I'm using an application which uses a number of large dictionaries ( up to 10^6 elements), the size of which is unknown in advance, (though I can guess in some cases). I'm wondering how the dictionary is implemented, i.e. how bad the effect is if I don't give an initial estimate of the dictionary size. Does it internally use a (self-growing) array in the way List does? in which case letting the dictionaries grow might leave a lot of large un-referenced arrays on the LOH.
-
2[An Extensive Examination of Data Structures Using C# 2.0](http://msdn.microsoft.com/en-US/library/ms379571%28v=vs.80%29.aspx) - The Queue, Stack, and Hashtable. – mihai Dec 16 '14 at 10:09
5 Answers
Using Reflector, I found the following: The Dictionary keeps the data in a struct array. It keeps a count on how many empty places are left in that array. When you add an item and no empty place is left, it increases the size of the internal array (see below) and copies the data from the old array to the new array.
So I would suggest you should use the constructor in which you set the initial size if you know there will be many entries.
EDIT: The logic is actually quite interesting: There is an internal class called HashHelpers
to find primes. To speed this up, it also has stored some primes in a static array from 3 up to 7199369 (some are missing; for the reason, see below). When you supply a capacity, it finds the next prime (same value or larger) from the array, and uses that as initial capacity. If you give it a larger number than in its array, it starts checking manually.
So if nothing is passed as capacity to the Dictionary, the starting capacity is three.
Once the capacity is exceeded, it multiplies the current capacity by two and then finds the next larger prime using the helper class. That is why in the array not every prime is needed, since primes "too close together" aren't really needed.

**Entries provided**

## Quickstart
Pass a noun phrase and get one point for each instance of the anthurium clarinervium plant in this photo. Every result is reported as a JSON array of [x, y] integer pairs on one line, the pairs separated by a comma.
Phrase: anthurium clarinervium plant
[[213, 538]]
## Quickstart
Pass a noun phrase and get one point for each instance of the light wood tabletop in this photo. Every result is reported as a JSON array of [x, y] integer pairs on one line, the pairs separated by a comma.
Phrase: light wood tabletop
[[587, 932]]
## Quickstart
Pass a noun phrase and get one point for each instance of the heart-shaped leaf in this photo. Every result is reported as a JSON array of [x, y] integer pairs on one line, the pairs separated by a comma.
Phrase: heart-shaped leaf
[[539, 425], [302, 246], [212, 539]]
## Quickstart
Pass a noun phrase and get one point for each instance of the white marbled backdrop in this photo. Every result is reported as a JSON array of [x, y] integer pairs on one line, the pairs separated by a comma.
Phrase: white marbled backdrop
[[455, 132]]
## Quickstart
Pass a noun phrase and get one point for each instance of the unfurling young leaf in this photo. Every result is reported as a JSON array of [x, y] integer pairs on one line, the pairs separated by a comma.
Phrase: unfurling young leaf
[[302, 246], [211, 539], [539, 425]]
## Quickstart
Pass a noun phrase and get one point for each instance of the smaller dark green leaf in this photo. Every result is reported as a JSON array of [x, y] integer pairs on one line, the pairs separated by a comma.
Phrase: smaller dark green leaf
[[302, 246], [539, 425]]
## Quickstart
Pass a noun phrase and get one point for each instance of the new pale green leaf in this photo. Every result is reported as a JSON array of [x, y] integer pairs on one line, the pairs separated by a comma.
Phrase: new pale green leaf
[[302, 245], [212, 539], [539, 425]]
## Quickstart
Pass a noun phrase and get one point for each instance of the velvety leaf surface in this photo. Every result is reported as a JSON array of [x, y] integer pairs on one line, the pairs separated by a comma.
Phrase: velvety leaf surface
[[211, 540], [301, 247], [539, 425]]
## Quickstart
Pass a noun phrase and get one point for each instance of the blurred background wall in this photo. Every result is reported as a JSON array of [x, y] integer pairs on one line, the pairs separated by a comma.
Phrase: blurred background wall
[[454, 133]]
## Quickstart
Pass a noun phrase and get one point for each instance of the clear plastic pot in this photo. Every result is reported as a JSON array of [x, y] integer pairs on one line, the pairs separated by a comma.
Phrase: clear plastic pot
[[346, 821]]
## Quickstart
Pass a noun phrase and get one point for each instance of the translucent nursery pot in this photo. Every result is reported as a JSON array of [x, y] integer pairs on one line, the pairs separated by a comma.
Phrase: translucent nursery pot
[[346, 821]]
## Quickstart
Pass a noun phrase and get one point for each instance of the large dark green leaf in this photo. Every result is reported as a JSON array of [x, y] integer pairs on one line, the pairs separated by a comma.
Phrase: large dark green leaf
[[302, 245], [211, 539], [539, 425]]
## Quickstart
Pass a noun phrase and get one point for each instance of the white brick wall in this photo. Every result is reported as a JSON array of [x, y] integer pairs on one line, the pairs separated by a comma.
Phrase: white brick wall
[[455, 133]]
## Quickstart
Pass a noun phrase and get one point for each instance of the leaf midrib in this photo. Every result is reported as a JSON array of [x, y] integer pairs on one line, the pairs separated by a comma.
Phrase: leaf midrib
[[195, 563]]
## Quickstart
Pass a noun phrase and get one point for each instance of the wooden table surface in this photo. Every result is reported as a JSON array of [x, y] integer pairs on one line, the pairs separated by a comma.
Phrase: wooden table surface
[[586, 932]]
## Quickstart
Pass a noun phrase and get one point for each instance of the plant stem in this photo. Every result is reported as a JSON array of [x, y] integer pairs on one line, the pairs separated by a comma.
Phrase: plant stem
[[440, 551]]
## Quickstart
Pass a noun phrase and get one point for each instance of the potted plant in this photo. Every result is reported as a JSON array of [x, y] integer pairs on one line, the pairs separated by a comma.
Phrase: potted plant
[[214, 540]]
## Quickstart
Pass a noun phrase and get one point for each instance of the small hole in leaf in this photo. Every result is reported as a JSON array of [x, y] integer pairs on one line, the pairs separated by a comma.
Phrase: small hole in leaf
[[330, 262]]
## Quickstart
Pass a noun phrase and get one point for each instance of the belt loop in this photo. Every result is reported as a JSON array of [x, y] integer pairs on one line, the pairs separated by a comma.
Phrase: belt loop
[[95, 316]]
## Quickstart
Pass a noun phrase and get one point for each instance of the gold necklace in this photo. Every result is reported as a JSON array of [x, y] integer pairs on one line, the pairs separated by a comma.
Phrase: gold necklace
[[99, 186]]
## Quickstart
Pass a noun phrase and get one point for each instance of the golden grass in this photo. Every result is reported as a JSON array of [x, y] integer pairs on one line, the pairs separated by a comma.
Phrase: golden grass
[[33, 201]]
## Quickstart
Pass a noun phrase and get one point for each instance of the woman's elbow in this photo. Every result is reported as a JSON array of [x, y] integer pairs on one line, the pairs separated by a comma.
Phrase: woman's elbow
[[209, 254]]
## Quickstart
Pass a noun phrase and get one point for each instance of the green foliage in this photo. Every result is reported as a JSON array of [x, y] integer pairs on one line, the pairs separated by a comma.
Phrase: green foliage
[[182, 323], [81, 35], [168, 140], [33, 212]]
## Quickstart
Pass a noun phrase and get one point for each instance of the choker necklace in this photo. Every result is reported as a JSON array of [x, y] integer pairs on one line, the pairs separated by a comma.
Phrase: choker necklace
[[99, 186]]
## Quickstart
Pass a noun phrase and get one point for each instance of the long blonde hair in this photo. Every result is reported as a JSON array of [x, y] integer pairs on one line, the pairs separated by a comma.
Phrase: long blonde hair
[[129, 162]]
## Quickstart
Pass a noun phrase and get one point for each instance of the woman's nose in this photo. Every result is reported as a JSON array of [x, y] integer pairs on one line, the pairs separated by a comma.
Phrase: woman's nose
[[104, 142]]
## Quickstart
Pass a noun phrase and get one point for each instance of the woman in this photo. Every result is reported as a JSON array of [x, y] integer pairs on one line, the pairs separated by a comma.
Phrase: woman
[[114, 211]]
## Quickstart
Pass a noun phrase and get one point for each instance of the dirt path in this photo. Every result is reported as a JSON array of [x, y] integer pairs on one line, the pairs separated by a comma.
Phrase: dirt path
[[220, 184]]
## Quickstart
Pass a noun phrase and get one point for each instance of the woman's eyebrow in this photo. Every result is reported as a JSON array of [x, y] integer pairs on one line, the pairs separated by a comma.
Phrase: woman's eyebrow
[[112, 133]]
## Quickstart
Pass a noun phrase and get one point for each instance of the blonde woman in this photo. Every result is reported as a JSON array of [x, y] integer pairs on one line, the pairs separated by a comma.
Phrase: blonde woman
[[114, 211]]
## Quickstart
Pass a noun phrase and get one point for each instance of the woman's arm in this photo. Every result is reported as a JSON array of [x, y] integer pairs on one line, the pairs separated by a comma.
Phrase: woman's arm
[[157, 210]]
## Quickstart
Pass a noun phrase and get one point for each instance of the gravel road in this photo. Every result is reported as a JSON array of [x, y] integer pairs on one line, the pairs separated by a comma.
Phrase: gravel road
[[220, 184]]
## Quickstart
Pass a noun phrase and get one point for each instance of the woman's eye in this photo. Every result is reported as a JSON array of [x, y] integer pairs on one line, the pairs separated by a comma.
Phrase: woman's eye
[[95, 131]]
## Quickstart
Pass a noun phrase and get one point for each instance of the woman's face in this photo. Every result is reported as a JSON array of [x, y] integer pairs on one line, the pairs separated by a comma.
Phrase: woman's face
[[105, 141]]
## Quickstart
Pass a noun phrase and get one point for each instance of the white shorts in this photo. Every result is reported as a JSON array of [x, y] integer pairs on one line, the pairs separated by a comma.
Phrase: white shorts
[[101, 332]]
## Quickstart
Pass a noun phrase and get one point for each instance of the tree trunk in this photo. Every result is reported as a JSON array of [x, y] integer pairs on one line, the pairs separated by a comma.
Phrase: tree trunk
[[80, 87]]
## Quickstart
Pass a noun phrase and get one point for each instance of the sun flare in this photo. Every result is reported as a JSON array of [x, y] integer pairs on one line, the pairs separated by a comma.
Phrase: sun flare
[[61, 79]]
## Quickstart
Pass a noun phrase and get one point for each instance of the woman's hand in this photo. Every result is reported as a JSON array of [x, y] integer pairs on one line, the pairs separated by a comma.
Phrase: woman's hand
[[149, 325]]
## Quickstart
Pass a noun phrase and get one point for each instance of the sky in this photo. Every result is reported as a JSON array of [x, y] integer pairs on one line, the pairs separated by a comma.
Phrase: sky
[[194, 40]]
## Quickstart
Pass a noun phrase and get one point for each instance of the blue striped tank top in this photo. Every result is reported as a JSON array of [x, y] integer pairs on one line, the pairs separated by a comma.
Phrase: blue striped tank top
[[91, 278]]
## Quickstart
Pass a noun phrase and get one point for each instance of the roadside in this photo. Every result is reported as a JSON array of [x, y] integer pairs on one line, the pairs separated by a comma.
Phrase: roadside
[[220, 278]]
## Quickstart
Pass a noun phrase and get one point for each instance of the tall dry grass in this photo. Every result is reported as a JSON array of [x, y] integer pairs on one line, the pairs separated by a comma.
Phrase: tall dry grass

**Objective**
Return the part of the dictionary-sizing thread that begins at the words "So I would suggest" and stops after "capacity is three.". The records are not required for this work.

**Worked solution**
So I would suggest you should use the constructor in which you set the initial size if you know there will be many entries.
EDIT: The logic is actually quite interesting: There is an internal class called HashHelpers
to find primes. To speed this up, it also has stored some primes in a static array from 3 up to 7199369 (some are missing; for the reason, see below). When you supply a capacity, it finds the next prime (same value or larger) from the array, and uses that as initial capacity. If you give it a larger number than in its array, it starts checking manually.
So if nothing is passed as capacity to the Dictionary, the starting capacity is three.